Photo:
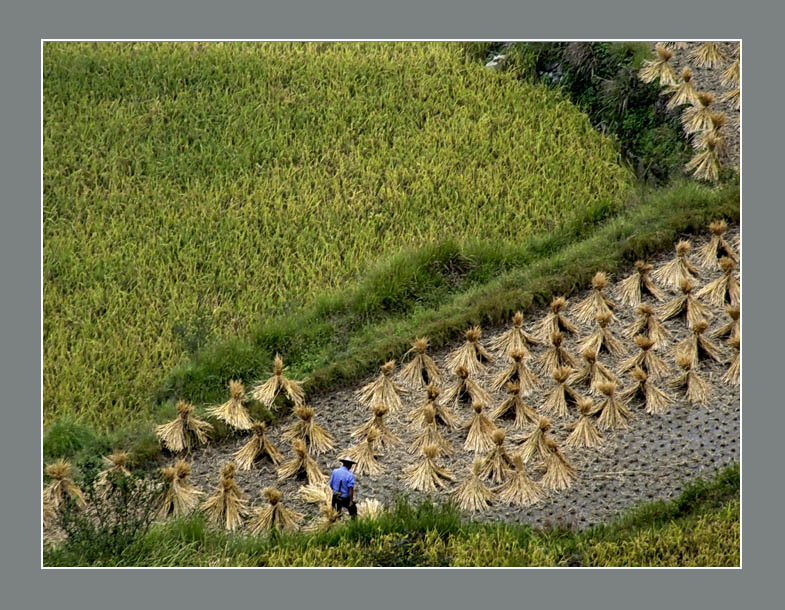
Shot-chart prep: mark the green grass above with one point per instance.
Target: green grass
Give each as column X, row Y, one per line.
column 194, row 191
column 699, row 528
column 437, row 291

****

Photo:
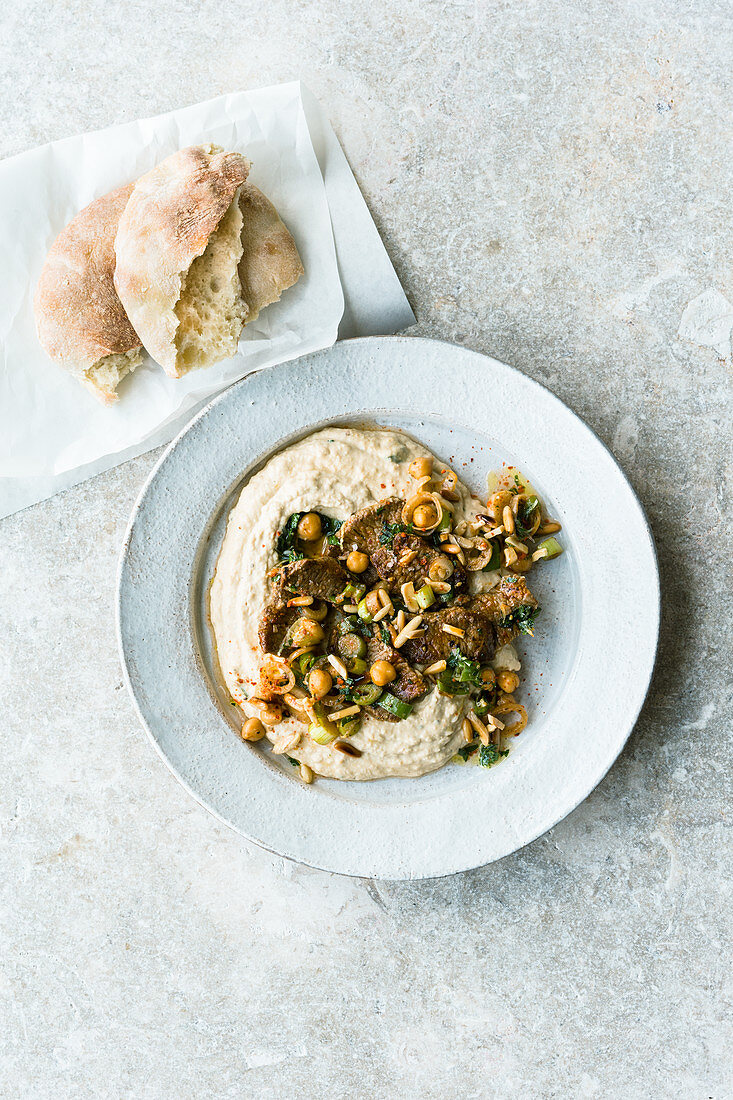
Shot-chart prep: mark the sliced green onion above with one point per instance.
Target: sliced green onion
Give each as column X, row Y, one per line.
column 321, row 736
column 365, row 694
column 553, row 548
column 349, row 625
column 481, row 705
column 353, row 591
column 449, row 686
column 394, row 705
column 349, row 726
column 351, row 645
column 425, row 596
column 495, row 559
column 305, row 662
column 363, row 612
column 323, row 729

****

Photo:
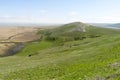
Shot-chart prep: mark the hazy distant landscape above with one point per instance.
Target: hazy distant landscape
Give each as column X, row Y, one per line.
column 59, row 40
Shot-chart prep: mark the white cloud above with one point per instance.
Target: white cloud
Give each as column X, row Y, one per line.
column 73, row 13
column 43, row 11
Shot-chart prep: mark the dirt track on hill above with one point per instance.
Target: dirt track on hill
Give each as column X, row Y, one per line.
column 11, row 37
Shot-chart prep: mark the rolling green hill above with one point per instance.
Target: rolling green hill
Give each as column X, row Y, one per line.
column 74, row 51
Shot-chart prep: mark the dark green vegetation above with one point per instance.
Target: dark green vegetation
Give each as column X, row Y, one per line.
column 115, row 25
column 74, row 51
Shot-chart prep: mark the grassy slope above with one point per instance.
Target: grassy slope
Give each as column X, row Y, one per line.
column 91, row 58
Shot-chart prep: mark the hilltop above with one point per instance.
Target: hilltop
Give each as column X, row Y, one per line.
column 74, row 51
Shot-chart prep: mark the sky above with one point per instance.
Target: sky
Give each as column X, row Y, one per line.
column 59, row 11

****

_The task_. Starting at the line with "Shot-chart prep: mark the grassy" and stopping after the line with "column 59, row 11", write those lines out again with "hilltop" changed to "summit" and nothing else altered.

_Result_.
Shot-chart prep: mark the grassy slope above with one point per instance.
Target: grassy slope
Give each as column X, row Y, one per line.
column 91, row 58
Shot-chart prep: mark the summit above with one point per instance.
Target: summit
Give each as column X, row Y, one per line.
column 74, row 51
Shot-chart prep: mark the sky above with one point per instance.
Target: sky
Give each as column X, row Y, one per line.
column 59, row 11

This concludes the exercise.